Records from a dataset
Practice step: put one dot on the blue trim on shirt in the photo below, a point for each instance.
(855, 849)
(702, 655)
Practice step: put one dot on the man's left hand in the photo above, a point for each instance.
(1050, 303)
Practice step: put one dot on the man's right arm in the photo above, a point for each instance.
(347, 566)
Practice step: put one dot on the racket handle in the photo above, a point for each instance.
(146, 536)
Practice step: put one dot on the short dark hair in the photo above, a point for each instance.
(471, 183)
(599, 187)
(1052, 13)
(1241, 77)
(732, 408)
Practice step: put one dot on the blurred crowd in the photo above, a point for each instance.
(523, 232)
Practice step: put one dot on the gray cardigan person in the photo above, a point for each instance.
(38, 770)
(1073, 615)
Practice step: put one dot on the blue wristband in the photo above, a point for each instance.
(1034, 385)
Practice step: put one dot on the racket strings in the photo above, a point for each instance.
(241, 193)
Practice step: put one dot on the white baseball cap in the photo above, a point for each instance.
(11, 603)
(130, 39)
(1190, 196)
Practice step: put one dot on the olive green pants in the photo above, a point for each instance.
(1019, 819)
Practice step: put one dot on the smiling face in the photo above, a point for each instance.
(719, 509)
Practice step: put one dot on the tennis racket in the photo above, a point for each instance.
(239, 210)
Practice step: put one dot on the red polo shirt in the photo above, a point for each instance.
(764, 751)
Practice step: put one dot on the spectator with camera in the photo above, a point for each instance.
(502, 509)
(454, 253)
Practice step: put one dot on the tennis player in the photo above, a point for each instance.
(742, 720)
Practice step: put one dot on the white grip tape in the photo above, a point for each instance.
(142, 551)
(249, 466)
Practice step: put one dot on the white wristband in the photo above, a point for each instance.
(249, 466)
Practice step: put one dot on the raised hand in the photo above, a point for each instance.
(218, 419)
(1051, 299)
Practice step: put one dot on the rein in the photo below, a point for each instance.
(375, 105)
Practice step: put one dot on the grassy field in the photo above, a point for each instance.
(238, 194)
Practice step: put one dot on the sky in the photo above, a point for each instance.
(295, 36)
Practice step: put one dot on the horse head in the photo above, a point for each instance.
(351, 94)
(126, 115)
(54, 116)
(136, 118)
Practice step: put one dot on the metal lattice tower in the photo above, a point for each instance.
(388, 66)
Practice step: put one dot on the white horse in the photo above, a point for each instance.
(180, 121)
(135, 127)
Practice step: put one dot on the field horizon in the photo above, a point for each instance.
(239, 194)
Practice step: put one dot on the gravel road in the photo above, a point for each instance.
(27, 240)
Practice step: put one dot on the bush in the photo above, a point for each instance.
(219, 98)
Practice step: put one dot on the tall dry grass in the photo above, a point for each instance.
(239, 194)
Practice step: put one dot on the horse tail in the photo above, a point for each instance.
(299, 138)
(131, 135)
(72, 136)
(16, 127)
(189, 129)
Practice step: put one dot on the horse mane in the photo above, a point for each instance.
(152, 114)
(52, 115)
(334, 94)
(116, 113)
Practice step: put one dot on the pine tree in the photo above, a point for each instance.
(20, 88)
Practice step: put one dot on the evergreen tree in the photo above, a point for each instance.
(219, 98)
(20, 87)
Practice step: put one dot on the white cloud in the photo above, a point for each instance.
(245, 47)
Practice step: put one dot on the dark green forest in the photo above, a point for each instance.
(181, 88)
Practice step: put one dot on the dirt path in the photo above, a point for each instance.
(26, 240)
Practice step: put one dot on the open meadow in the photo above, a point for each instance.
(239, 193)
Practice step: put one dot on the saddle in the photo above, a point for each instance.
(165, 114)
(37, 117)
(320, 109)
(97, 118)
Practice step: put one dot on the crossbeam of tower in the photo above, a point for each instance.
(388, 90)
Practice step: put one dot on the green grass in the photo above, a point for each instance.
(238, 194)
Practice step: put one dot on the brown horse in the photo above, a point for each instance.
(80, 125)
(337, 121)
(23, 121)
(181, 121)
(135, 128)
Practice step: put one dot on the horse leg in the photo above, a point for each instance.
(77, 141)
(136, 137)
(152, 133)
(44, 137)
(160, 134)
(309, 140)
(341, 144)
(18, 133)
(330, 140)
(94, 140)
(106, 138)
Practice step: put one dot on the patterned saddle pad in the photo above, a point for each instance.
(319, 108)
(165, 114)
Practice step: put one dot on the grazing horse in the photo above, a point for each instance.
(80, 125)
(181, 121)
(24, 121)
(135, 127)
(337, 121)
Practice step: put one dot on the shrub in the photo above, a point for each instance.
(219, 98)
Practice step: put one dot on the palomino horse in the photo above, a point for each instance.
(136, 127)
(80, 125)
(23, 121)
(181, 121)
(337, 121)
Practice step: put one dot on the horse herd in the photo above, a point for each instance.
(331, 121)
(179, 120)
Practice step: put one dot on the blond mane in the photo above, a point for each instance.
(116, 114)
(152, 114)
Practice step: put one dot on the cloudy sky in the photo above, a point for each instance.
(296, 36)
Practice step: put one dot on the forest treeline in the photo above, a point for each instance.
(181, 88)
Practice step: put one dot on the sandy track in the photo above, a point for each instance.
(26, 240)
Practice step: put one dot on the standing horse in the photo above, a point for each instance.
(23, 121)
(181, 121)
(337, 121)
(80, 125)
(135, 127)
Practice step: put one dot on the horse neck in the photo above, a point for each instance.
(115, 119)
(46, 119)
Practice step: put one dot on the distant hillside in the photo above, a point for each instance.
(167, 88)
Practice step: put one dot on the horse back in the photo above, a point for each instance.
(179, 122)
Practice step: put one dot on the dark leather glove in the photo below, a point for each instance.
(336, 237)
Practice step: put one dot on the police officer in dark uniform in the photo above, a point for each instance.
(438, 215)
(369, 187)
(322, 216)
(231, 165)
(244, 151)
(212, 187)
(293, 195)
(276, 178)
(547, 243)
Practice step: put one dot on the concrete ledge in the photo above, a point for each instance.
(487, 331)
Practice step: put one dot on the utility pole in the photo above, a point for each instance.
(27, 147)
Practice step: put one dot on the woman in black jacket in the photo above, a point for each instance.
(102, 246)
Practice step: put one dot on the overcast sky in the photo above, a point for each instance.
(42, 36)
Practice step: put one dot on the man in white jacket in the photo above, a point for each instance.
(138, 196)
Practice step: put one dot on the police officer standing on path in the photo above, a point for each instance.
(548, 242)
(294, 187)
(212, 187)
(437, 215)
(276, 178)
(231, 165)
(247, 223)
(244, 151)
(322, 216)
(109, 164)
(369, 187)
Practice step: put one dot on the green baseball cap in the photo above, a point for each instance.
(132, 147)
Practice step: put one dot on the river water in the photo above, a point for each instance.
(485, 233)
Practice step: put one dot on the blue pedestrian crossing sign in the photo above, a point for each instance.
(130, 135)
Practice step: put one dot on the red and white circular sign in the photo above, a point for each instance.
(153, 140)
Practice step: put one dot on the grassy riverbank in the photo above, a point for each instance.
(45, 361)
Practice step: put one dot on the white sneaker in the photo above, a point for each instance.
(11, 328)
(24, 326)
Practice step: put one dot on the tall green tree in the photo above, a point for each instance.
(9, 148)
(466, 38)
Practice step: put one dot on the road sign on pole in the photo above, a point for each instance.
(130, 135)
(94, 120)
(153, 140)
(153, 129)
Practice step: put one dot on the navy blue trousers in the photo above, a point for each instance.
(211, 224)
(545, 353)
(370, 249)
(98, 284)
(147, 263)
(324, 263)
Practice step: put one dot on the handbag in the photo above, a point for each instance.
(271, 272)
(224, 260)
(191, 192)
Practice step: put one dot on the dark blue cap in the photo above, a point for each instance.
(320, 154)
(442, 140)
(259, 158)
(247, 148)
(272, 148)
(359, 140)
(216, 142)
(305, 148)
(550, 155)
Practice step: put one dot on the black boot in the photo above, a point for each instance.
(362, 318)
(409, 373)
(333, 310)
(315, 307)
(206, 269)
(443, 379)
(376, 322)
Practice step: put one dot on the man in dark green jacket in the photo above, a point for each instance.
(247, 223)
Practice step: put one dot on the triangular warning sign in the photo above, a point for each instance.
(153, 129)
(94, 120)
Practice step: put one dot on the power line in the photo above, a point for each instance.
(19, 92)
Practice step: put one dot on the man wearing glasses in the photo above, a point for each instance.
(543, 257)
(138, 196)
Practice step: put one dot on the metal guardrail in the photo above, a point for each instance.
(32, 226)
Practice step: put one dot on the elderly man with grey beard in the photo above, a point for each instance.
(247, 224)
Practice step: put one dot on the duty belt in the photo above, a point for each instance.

ASSIGNMENT: The expected result is an exact transcription of the lines from the one containing "Practice step: put one dot on the man in dark" through the end of the records above; please include both ends.

TASK SOLUTION:
Practice step: put one dot on the man in dark green jacket in the photo above, a point for each instance.
(247, 223)
Practice step: put one dot on the triangular warning sign in the photo above, a point for each instance.
(153, 129)
(94, 120)
Practice step: put one dot on the power line in the photo above, a point for each instance.
(19, 92)
Practice step: put one dot on the man wearing glasses in the photo above, a point for each instance.
(543, 257)
(138, 196)
Practice step: put one dot on the metal guardrail in the photo above, a point for each instance.
(32, 226)
Practice step: put one dot on the elderly man with grey beard in the photo above, a point for each instance.
(247, 224)
Practice step: put one dot on the duty belt in the photo above, a point for each instance.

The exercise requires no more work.